* _EXERCISE A_
Please format the stretch of the records from their start through the line that contains "<point>196,192</point>" as a Markdown table with the columns Number and Content, one row per line, skipping blank lines.

* _READING PASSAGE_
* * * *

[Performance] gpu memory doesn't get released when ort session gets deleted
baqt99 opened this issue · comments
Describe the issue
when i just load a model session with cuda and cpu providers then set the session to None or clear it, there will still be around 320mb in use in the vram, and i can't find anywhere a method to clear it.
To reproduce
import onnxruntime
session = onnxruntime.InferenceSession(model_path, providers=['CUDAExecutionProvider', 'CPUExecutionProvider'])
session = None #or del session
input('notice how vram still isnt clear until the program terminates, press enter to terminate')
Urgency
No response
Platform
Windows
OS Version
11
ONNX Runtime Installation
Released Package
ONNX Runtime Version or Commit ID
1.15.1
ONNX Runtime API
Python
Architecture
X64
Execution Provider
Default CPU, CUDA
Execution Provider Library Version
No response
Model File
webface_r50.onnx from insightface https://drive.google.com/file/d/1N0GL-8ehw_bz2eZQWz2b0A5XBdXdxZhg/view?usp=sharing
Is this a quantized model?

* * * *

* _DATA SUPPLIED_
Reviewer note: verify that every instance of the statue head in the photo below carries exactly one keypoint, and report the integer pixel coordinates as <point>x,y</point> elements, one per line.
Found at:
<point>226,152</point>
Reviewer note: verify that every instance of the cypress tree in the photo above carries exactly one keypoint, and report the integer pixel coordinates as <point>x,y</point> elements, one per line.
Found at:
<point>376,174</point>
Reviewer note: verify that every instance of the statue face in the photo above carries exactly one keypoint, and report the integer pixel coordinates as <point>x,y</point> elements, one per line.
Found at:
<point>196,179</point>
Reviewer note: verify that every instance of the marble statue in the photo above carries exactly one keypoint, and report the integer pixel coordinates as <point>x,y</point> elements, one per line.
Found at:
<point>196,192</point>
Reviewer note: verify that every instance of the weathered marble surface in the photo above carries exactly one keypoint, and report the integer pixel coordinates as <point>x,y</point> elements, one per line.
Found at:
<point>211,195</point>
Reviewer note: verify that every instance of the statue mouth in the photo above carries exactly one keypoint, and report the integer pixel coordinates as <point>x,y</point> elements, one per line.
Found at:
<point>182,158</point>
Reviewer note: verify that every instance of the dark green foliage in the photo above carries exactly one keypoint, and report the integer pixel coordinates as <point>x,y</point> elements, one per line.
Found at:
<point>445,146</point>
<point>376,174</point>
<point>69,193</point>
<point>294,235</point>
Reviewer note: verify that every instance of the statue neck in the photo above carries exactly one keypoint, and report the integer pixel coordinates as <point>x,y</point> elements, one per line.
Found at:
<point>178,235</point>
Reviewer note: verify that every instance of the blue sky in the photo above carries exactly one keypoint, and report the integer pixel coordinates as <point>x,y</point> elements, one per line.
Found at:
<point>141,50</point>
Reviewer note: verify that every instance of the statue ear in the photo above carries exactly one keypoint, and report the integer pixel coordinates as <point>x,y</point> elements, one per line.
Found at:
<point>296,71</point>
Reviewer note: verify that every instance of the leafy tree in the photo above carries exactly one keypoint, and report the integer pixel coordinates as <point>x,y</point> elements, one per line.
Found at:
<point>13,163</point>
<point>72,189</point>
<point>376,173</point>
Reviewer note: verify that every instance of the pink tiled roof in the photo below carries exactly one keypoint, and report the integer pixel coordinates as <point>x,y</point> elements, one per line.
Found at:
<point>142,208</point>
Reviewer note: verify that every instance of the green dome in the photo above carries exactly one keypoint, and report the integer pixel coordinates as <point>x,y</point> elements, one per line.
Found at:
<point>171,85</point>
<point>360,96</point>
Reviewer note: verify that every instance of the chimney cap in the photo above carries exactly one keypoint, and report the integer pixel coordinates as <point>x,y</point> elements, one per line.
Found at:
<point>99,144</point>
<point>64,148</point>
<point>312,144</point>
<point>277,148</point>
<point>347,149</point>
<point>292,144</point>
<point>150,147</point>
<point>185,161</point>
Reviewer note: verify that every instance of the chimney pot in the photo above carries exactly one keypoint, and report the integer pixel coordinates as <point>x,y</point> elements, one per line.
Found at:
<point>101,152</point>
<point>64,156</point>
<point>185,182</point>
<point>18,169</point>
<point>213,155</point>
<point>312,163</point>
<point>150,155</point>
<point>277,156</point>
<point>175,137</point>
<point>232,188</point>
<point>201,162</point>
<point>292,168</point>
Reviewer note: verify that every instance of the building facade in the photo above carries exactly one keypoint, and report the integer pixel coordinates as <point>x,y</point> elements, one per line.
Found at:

* * * *

* _EXERCISE B_
Write out the stretch of the GPU memory issue report from "[Performance] gpu memory" through "enter to terminate')", word for word.

* _CORRECT ANSWER A_
| Number | Content |
|---|---|
| 1 | Reviewer note: verify that every instance of the statue head in the photo below carries exactly one keypoint, and report the integer pixel coordinates as <point>x,y</point> elements, one per line. |
| 2 | Found at: |
| 3 | <point>226,152</point> |
| 4 | Reviewer note: verify that every instance of the cypress tree in the photo above carries exactly one keypoint, and report the integer pixel coordinates as <point>x,y</point> elements, one per line. |
| 5 | Found at: |
| 6 | <point>376,174</point> |
| 7 | Reviewer note: verify that every instance of the statue face in the photo above carries exactly one keypoint, and report the integer pixel coordinates as <point>x,y</point> elements, one per line. |
| 8 | Found at: |
| 9 | <point>196,179</point> |
| 10 | Reviewer note: verify that every instance of the marble statue in the photo above carries exactly one keypoint, and report the integer pixel coordinates as <point>x,y</point> elements, one per line. |
| 11 | Found at: |
| 12 | <point>196,192</point> |

* _CORRECT ANSWER B_
[Performance] gpu memory doesn't get released when ort session gets deleted
baqt99 opened this issue · comments
Describe the issue
when i just load a model session with cuda and cpu providers then set the session to None or clear it, there will still be around 320mb in use in the vram, and i can't find anywhere a method to clear it.
To reproduce
import onnxruntime
session = onnxruntime.InferenceSession(model_path, providers=['CUDAExecutionProvider', 'CPUExecutionProvider'])
session = None #or del session
input('notice how vram still isnt clear until the program terminates, press enter to terminate')